**Task instructions**: Lines from the beginning of the entries up to and including the one with "x=480, y=240" must be duplicated word for word; leave out all others.

**Provided records**:
══════════════════════════════

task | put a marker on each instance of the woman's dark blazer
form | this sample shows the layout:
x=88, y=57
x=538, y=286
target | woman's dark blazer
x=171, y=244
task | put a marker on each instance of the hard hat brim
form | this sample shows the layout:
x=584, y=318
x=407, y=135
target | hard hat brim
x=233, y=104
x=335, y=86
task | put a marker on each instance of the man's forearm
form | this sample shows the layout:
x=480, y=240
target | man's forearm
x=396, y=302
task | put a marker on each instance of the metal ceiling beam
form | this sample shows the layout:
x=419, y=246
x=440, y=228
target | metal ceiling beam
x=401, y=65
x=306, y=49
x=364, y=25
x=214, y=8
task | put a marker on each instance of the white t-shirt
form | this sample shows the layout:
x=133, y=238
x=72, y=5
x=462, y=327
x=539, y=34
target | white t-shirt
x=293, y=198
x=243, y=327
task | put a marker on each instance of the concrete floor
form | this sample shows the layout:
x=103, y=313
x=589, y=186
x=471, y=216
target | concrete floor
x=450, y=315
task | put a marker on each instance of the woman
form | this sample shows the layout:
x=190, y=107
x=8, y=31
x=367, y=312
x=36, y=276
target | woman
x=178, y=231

══════════════════════════════

**Exercise result**:
task | put a marker on each instance of the woman's dark blazer
form | this sample shows the layout:
x=88, y=57
x=538, y=286
target | woman's dark blazer
x=171, y=244
task | put a marker on each instance of the hard hat brim
form | this sample shows the layout:
x=584, y=318
x=407, y=135
target | hard hat brim
x=233, y=104
x=335, y=86
task | put a marker on each instance of the man's forearm
form | this sample shows the layout:
x=480, y=240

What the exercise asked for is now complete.